— start of Source excerpt —

# How the #*+^ to Remove starter off JD 6415?



## 32-0-0 (May 30, 2017)

So I need to replace the starter on our JD 6415. There are only 2 bolts that hold the starter to the block. These 2 bolts are 8mm Allen head bolts. I have yet to figure out how to get to the bottom bolt. I've tried extensions, u-joints, making homemade tools and even had a mechanic come out to give it a shot....all with no luck.

Does anyone know the trick to get this bottom bolt out?

Thanks,
Chris


----------



## carcajou (Jan 28, 2011)

Take a 3/8 drive short hex drive socket and weld it offset to a bolt of suitable length. You will need to reposition the hex socket on the bolt every 1/6 turn till its loose but it will work. Leave the top bolt in till the bottom one is out.


----------



## Tx Jim (Jun 30, 2014)

Farm equipment engineers never cease to amaze me with their brain power on making things a lot more difficult to repair than is necessary.

— end of Source excerpt —
— start of Available data —

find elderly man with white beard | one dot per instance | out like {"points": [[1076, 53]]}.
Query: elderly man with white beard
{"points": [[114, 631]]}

— end of Available data —

[Work instructions]
1) In the thread about removing the JD 6415 starter, what size are the Allen head bolts that hold the starter to the block?
2) Carry the JD 6415 starter thread forward from its final post.

[Answers to the exercises]
1) 8mm

2)
----------



## TJ Hendren (May 12, 2017)

I've always believed they do this so out of frustration you take it to the dealer or have to buy a 300 dollar tool.


----------



## RuttedField (Apr 24, 2016)

I wonder if that has the same engine as a John Deere 350 bulldozer?

I had the same problem. I ended up grinding an open end wrench down, then using a screwdriver in the open end part to break the bolt loose/tighten it. I got about 1/2000 of a turn per repositioning, as I stood on my head, knees on a hard bulldozers tracks, while freezing in a Maine winter.

I am not one prone to violence, but if I ever get ahold of that mechanical engineer that designed that, he/she would have an entire bulldozer sticking out of a south bound orifice while headed due north!


----------



## StxPecans (Mar 3, 2018)

I removed a stater on a 6415 a few years back, i thought i just used a long 3/8 wobble extention to a 3/8 universal to a 8mm universal allen socket if i remember correctly which i may not i even used an impact. Just a few weeks ago i changed a starter on a 6420 is that any different?


----------



## somedevildawg (Jun 20, 2011)

Yes


----------



## pede58 (Oct 27, 2015)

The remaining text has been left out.